> **CONSIGNE**: Dressez la liste de toutes les personnes désignées par leur nom dans l'extrait choisi ci-dessous.

> **EXTRAIT CHOISI**:
Après le Quatuor Voce, qui a préféré associer Ravel à ... Ravel (original ou transcrit) et à Mantovani dans un disque très réussi (Alpha), le Quatuor Tchalik joue une carte plus originale encore en associant la pièce du Français aux Quatuors nos 2 et 3 de l’Ukrainien Boris Lyatoshynsky (1895-1968) dans le but avoué de souligner la « filiation inattendue » entre les deux auteurs et d’oser une approche différente du Quatuor de Ravel ; de le sortir de l’orbite impressionniste pour « l’envisager sous l’angle d’une expressivité fauve ». Séduisante rencontre et résultat passionnant ! (1) Ce nouvel enregistrement marque aussi une étape supplémentaire dans l’ascension d’une jeune formation que l’on suit avec attention pour l’intelligence et l’authenticité de sa démarche. Une soirée à la salle Cortot a d’ailleurs permis au public mieux faire connaissance avec elle, le 6 mai dernier.

> **SECTION DES DONNÉES**:

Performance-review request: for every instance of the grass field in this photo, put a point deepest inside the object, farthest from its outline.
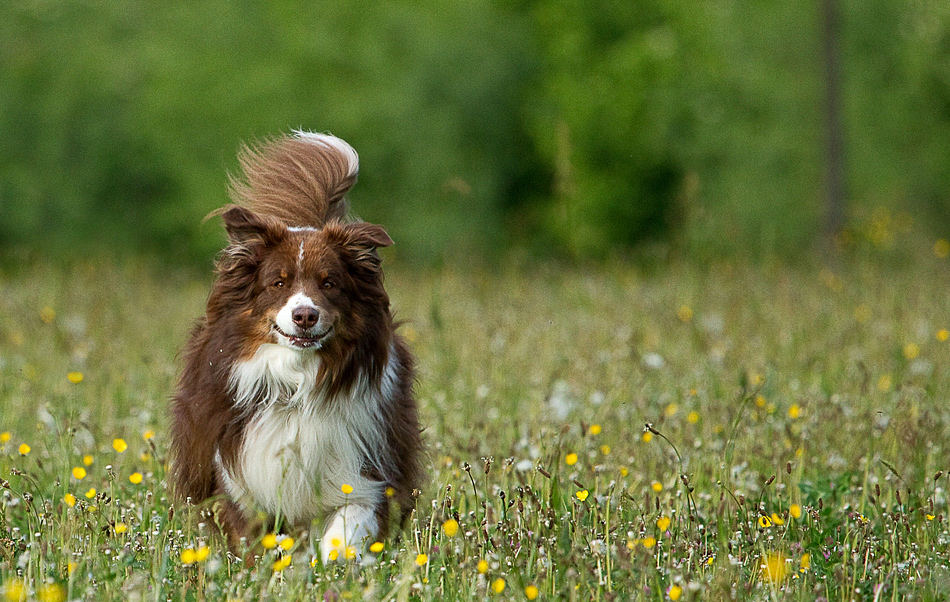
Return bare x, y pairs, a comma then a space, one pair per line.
798, 447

> **RÉPONSE**:
Ravel
Mantovani
Boris Lyatoshynsky